Czy tytuł piosenki polega ochronie prawnoautorskiej?

W czerwcu tego roku pojawiło się ryzyko, że w okresie świątecznym nie usłyszymy słynnego „All I Want For Christmas is You” w wykonaniu Mariah Carey. Artystka oraz wytwórnia Sony zostali bowiem pozwani o plagiat przez autora piosenki o takim samym tytule. Na szczęście pozew został cofnięty, a tegoroczne Święta uważam za uratowane.

Mariah Carey vs Andy Stone – bitwa o „All I Want For Christmas is You”

Mariah Carey nie trzeba chyba nikomu przedstawiać. Jej piosenki niezmiennie od lat królują na listach przebojów. Biją rekordy popularności tak w radio, jak i na Spotify przez cały rok, a zwłaszcza w okolicach Świąt Bożego Narodzenia. Wtedy wszyscy słuchają „All I Want For Christmas is You”. Ten wpadający w ucho utwór z 1994 r., został w minionym roku uznany za świąteczną piosenkę wszechczasów. Szacuje się, że artystka zarabia na nim w okresie świątecznym od 600.000,00 USD do 1.000.000,00 USD rocznie (to podobno najlepiej sprzedający się dzwonek telefonu na świecie!). Być może to zainspirowało niejakiego Andy Stone do tego, by zarzucić Mariah Carey plagiat.

Andy Stone to muzyk i założyciel zespołu działającego pod nazwą Vince Vance & the Valiants. Jednym z jego bardziej znanych utworów był kawałek powstały w 1989 r. pod takim samym tytułem, jak wspomniana powyżej świąteczna piosenka Mariah Carey. Pan Stone po 28 latach od wydania utworu przez Mariah stwierdził niespodziewanie, że jego konkurentka wydając „świadomie, umyślnie i celowo” piosenkę pod taki samym tytułem jak jego, bez uzyskania wcześniej jego zgody, dopuściła się plagiatu. Postanowił więc ją pozwać o nie bagatela 20.000.000,00 USD. Jedynie na marginesie wskażę, że w świetle prawa polskiego takie roszczenie należałoby uznać za przedawnione.

Czy tytuł „All I Want For Christmas is You” jest chroniony?

# # # # # # #

◆ ZADANIE PISEMNE 1
Streść tekst w dwóch zdaniach.
Poniższe rekordy nie mają żadnego związku z tekstem.

# # # # # # #

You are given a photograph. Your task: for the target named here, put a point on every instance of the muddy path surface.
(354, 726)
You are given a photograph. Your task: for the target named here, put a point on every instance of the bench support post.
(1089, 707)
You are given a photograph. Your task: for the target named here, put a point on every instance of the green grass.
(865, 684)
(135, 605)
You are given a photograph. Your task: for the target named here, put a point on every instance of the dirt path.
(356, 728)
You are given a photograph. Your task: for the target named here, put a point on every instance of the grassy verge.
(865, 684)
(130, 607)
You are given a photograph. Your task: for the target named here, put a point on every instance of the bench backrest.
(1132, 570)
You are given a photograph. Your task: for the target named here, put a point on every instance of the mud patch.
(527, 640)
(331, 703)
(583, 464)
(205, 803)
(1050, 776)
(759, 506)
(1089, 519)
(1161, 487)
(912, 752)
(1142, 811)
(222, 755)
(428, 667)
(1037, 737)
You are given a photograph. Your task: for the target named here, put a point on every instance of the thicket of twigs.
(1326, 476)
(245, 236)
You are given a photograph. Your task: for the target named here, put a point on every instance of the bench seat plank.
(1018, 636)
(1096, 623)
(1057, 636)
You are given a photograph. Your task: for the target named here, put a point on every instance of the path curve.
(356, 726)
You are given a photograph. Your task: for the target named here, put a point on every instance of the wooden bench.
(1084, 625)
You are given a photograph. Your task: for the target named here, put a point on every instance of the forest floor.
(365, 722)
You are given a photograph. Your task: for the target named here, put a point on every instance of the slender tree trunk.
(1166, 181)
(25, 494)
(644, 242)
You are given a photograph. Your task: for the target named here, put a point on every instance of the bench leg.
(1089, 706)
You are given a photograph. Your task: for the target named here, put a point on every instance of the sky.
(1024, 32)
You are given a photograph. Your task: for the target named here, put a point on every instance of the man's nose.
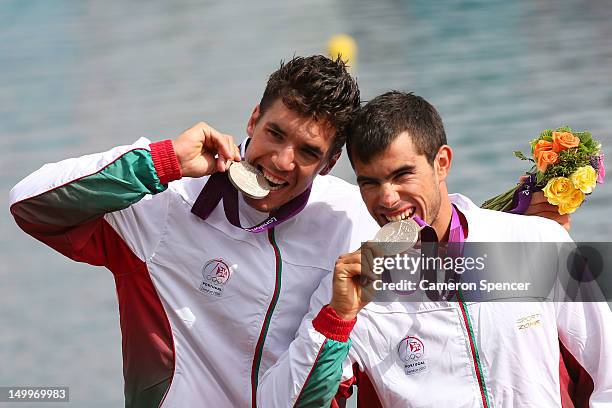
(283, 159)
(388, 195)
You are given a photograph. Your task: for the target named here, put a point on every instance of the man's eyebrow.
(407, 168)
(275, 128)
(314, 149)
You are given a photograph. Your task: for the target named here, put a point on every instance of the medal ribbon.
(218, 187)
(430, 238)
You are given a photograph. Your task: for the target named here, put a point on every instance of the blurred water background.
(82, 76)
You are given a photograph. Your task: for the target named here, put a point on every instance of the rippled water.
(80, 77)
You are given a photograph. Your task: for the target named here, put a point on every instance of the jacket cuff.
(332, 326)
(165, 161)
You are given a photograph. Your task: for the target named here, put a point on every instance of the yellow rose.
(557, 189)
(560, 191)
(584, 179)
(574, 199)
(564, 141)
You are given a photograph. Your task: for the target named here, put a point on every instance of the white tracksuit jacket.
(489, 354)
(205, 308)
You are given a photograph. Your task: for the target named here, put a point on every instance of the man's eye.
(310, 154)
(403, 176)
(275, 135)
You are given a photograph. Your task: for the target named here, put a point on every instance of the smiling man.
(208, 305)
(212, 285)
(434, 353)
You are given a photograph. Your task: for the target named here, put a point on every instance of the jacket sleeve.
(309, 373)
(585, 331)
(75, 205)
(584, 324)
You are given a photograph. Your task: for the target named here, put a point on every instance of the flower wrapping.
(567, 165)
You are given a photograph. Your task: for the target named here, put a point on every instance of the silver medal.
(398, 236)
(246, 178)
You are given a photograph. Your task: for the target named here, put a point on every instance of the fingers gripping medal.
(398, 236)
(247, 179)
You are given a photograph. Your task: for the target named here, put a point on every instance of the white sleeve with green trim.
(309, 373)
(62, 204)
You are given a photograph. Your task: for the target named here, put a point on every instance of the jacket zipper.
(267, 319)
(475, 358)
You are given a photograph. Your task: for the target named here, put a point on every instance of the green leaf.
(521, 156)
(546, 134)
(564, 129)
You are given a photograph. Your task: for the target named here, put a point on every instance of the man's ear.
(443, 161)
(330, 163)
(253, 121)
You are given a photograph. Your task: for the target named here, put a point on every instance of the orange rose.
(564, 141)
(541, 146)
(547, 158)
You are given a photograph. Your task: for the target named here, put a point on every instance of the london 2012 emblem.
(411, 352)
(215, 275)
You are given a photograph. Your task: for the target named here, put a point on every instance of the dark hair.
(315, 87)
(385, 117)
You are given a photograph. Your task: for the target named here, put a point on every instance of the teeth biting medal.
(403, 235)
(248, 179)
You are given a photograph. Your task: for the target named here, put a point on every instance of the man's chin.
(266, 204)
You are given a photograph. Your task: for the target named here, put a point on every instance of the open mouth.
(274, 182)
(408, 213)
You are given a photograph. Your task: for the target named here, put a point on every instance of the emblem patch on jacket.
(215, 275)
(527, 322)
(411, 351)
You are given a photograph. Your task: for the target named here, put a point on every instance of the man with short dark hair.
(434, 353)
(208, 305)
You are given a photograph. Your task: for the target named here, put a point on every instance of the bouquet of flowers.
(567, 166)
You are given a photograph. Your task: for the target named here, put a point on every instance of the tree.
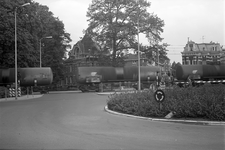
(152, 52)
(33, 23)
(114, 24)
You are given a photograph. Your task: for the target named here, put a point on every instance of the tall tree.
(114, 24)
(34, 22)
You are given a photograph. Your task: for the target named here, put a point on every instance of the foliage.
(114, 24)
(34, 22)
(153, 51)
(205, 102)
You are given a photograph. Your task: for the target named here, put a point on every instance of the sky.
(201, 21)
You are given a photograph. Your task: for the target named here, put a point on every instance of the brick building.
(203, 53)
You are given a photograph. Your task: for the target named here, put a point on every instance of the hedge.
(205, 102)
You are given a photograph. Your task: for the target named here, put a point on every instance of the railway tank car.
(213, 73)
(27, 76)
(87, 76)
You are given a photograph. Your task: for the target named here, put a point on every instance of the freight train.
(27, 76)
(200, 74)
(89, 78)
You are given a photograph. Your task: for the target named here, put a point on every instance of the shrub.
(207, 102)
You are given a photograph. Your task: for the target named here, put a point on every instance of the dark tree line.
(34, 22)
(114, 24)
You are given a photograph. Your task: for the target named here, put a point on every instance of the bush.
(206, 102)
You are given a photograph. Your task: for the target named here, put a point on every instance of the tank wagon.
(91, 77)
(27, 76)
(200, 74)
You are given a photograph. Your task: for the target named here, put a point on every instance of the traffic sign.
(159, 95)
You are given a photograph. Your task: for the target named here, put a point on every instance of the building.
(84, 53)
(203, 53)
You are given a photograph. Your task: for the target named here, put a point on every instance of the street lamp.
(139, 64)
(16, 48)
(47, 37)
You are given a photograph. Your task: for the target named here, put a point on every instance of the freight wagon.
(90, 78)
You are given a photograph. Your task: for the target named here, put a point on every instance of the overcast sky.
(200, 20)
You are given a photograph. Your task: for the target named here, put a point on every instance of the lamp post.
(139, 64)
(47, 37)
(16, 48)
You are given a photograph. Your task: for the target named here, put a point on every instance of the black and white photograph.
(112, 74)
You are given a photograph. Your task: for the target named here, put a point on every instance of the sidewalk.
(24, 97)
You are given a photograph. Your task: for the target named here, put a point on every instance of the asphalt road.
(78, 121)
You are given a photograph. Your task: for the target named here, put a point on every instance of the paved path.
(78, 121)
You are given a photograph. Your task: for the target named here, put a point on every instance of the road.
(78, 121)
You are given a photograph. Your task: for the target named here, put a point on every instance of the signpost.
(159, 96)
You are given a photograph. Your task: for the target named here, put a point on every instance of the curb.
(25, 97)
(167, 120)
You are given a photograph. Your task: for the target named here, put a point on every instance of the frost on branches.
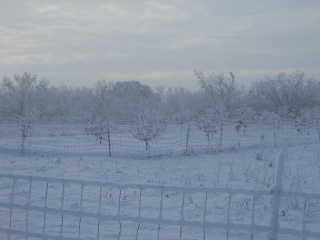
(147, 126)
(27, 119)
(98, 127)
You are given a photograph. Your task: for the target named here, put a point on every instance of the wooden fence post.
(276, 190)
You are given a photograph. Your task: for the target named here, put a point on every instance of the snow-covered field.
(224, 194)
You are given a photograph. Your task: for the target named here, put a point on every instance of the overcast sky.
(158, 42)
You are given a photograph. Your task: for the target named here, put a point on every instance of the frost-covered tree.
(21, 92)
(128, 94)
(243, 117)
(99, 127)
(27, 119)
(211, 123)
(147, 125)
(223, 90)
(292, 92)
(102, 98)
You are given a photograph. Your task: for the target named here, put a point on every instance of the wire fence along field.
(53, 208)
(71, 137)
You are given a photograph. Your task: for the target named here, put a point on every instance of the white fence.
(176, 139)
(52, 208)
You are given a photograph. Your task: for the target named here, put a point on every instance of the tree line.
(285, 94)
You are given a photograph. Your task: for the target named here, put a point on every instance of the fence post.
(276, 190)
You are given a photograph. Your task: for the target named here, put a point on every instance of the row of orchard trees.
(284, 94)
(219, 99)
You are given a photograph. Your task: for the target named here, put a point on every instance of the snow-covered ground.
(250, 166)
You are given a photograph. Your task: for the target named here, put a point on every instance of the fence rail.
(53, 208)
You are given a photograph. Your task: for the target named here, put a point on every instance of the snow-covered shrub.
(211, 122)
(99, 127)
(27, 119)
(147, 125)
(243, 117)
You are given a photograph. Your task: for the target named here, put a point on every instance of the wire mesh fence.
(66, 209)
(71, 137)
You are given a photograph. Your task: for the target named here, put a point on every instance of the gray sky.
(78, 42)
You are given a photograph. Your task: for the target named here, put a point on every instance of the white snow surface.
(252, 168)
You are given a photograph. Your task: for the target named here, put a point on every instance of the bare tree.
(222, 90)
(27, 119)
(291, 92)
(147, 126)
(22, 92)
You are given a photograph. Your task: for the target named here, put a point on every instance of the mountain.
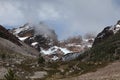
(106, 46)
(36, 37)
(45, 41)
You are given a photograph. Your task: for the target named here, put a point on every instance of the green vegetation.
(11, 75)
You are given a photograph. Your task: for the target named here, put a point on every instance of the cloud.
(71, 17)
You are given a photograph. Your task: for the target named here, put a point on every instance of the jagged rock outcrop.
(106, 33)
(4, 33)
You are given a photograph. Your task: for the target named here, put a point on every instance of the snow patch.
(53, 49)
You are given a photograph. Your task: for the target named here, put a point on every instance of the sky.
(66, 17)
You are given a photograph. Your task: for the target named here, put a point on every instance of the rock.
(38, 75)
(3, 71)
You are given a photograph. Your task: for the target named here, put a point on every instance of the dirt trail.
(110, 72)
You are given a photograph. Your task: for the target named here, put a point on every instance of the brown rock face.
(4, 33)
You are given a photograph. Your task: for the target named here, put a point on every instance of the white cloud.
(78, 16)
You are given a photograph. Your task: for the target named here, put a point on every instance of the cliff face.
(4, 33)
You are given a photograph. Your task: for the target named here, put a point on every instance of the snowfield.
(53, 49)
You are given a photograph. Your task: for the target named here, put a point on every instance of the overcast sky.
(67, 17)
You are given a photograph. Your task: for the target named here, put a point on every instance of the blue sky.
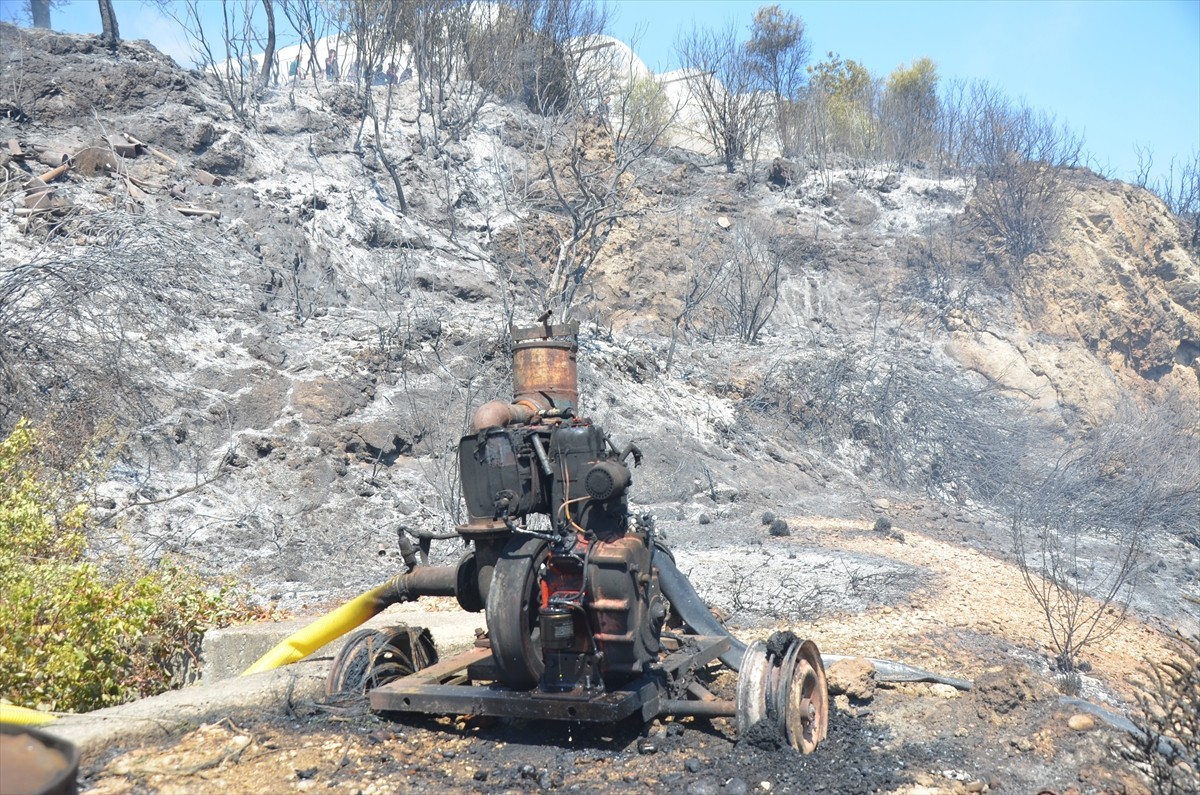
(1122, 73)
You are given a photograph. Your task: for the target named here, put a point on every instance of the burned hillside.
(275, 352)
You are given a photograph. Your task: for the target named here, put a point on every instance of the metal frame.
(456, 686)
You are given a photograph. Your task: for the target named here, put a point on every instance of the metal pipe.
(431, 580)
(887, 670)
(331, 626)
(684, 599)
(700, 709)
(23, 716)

# # # # # # #

◆ ZADANIE PISEMNE 2
Proszę przepisać rekordy od samego początku aż do linii zawierającej „(1037, 737)” włącznie, zamieniając „target” na „object” i nie zmieniając niczego innego.

◆ POPRAWNY WYNIK 1
Andy Stone, muzyk i założyciel zespołu Vince Vance & the Valiants, pozwał Mariah Carey i wytwórnię Sony o plagiat na 20.000.000,00 USD, twierdząc, że piosenkę „All I Want For Christmas is You” wydano bez jego zgody pod takim samym tytułem jak jego utwór z 1989 r. Pozew został cofnięty, a według tekstu w świetle prawa polskiego takie roszczenie należałoby uznać za przedawnione.

◆ POPRAWNY WYNIK 2
You are given a photograph. Your task: for the object named here, put a point on every instance of the muddy path surface.
(354, 726)
You are given a photograph. Your task: for the object named here, put a point on every instance of the bench support post.
(1089, 707)
You are given a photograph. Your task: for the object named here, put a point on every instance of the green grass.
(865, 684)
(135, 605)
You are given a photograph. Your task: for the object named here, put a point on every instance of the dirt path.
(356, 728)
You are given a photograph. Your task: for the object named here, put a point on every instance of the grassy verge.
(865, 684)
(130, 607)
You are given a photograph. Your task: for the object named here, put a point on every instance of the bench backrest.
(1132, 570)
You are given a photograph. Your task: for the object named here, put a point on every instance of the mud patch.
(527, 640)
(331, 703)
(583, 464)
(205, 803)
(1050, 776)
(759, 506)
(1089, 519)
(1161, 487)
(912, 752)
(1142, 811)
(222, 755)
(428, 667)
(1037, 737)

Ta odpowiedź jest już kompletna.